Point localization data:
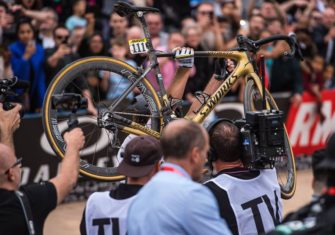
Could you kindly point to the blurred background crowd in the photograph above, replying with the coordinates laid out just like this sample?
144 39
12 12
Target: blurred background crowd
38 38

● ACTION ITEM
Reproduce the records in full, exactly as they appear, and show none of the pictures.

● COMPLETED EXERCISE
Could you kindly point to the blurred background crowd in the photograph above, replying with the coordinates laid out just like this sample?
144 39
12 12
Target: blurred background crowd
38 38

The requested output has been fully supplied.